----- 原文节选 -----
我用 Python 做了一个轻松爬取各大网站文章并输出为 Markdown 的工具！

最新推荐文章于 2024-12-29 10:13:54 发布

程序员小八

最新推荐文章于 2024-12-29 10:13:54 发布

阅读量1k

点赞数 16

文章标签： python 开发语言前端 web安全

本文链接：https://blog.csdn.net/z099164/article/details/135240989

版权

前言

最近摸鱼看技术文章的时候，突然想到了两个需求，想与大家分享一下：

爬取各大技术网站的文章，转化为 Markdown 格式，防止文章由于不明原因下架。这样可以在本地保存一些高质量文章。
整理自己过去发布的文章。（我之前写的一些文章并没有在本地备份）

说干就干，我用了几个小时，编写并发布了一个文章爬取工具：Article Crawler，

接下来，我给大家分享一下我的制作过程！

需求分析与技术选型

对于爬取类的需求来说，我毫不犹豫地选择了 Python 来编写代码，毕竟一提到爬虫，大家第一反应就是 Python。它确实很方便，提供了很多方便快捷的包。

我们首先拆解一下需求，来确定最终需要使用的 Python 包。

从某个网站中爬取文章，需要定位文章的位置。网站中除了文章信息之外，可能还有推荐信息、作者信息、广告信息等。因此，我们需要将整个网站内容爬取下来，并从中搜索得出文章的内容。
将 HTML 文章内容转换 Markdown 格式，并输出到本地指定目录中。

对于第一个需求，我们使用 request 与 BeautifulSoup 包。

使用 request 包向指定网站发送请求，获取其 HTML 内容。
使用 BeautifulSoup 包在指定 HTML 内容中，查找对应的文章内容。

Beautiful Soup 是一个可以从 HTML 或 XML 文件中提取数据的 Python 库。它能够通过你喜欢的转换器实现惯用的文档导航 / 查找 / 修改文档的方式。Beautiful Soup 会帮你节省数小时甚至数天的工作时间。

对于第二个需求，我们使用 html2text 包。

使用 html2text 包，将指定的 HTML 文章内容，渲染为对应的 Markdown 格式。

总结技术栈如下：

技术栈	作用
request	向指定网站发送请求，获取 HTML 内容
BeautifulSoup (bs4)	快速从 HTML 内容中依据指定条件查找内容
html2text	将指定的 HTML 内容染为 Markdown 格式

实现方案

实现流程图如下：

whiteboard_exported_image (19).png

对于这一系列流程，我将其抽象为一个类 ArticleCrawler。

具体代码位于 article_crawler/article_crawler.py 文件中

其初始化 __init__ 方法如下：

def __init__(self, url, output_folder, tag, class_, id=''):
    self.url = url
    self.headers = {
        'user-agent': random.choice(USER_AGENT_LIST)
----- 数据材料 -----
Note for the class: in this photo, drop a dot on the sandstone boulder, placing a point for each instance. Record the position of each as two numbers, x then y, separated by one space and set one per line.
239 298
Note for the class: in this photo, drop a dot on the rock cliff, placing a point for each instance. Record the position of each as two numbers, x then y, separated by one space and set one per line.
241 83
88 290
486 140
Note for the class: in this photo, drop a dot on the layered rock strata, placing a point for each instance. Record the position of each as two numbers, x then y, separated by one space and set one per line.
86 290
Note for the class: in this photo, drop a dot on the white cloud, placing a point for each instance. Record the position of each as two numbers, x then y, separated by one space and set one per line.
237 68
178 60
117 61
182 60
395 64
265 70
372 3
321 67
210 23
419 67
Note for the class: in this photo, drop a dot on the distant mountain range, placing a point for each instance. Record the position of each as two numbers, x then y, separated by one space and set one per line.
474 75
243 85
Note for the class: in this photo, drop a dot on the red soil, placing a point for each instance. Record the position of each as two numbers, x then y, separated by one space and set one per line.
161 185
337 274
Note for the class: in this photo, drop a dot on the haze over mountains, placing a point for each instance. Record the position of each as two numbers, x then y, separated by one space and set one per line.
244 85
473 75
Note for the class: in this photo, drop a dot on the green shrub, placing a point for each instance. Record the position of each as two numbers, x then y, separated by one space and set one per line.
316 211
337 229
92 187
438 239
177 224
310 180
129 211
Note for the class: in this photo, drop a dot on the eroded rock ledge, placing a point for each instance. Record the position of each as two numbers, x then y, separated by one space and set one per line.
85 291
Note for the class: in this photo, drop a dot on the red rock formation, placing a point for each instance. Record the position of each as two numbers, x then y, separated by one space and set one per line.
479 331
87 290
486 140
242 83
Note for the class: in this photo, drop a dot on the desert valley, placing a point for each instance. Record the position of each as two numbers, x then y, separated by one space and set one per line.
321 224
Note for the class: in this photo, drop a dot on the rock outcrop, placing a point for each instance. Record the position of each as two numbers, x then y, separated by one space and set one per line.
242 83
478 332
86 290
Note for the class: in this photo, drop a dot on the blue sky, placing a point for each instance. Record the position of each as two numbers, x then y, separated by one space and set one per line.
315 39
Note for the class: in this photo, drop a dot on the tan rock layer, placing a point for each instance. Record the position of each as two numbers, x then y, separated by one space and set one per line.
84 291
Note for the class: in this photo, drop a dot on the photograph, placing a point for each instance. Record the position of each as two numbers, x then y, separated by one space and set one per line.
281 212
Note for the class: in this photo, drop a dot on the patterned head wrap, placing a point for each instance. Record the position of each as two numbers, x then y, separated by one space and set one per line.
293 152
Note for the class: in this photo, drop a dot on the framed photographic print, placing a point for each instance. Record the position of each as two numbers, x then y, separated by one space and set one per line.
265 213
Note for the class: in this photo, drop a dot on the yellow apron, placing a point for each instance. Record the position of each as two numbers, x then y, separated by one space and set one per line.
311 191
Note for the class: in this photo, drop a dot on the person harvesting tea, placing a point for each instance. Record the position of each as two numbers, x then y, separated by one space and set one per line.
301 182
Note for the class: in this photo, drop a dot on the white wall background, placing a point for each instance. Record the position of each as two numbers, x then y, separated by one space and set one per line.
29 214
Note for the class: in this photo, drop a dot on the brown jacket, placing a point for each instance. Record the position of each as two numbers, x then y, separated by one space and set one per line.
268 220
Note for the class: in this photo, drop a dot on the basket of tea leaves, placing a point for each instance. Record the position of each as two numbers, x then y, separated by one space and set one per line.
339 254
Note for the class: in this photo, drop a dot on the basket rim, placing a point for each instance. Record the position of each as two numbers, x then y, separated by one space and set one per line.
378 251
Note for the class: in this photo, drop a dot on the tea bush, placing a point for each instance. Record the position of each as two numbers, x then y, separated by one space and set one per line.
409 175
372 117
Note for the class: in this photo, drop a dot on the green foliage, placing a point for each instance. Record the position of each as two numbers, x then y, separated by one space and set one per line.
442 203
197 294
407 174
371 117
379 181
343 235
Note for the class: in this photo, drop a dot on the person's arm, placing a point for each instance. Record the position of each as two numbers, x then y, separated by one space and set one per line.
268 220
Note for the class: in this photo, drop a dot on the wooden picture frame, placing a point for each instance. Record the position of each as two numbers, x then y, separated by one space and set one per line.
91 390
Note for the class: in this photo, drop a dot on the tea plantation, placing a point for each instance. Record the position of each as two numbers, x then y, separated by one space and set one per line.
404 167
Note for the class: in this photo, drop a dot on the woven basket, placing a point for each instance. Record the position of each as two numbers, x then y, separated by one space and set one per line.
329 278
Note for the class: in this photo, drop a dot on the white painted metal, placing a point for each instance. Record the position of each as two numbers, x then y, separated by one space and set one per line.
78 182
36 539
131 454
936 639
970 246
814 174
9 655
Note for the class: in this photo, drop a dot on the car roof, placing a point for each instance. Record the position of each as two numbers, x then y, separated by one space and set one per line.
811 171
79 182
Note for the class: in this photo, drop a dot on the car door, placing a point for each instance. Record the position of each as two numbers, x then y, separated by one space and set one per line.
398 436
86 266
-----
» 任务要求
请从上方介绍 Python 文章爬取工具的博文中逐字照录一段：自包含“接下来，我给大家分享一下我的制作过程！”的语句起，至“文章内容转换 Markdown 格式，并输出到本地指定目录中。”止。

» 参考答案
接下来，我给大家分享一下我的制作过程！

需求分析与技术选型

对于爬取类的需求来说，我毫不犹豫地选择了 Python 来编写代码，毕竟一提到爬虫，大家第一反应就是 Python。它确实很方便，提供了很多方便快捷的包。

我们首先拆解一下需求，来确定最终需要使用的 Python 包。

从某个网站中爬取文章，需要定位文章的位置。网站中除了文章信息之外，可能还有推荐信息、作者信息、广告信息等。因此，我们需要将整个网站内容爬取下来，并从中搜索得出文章的内容。
将 HTML 文章内容转换 Markdown 格式，并输出到本地指定目录中。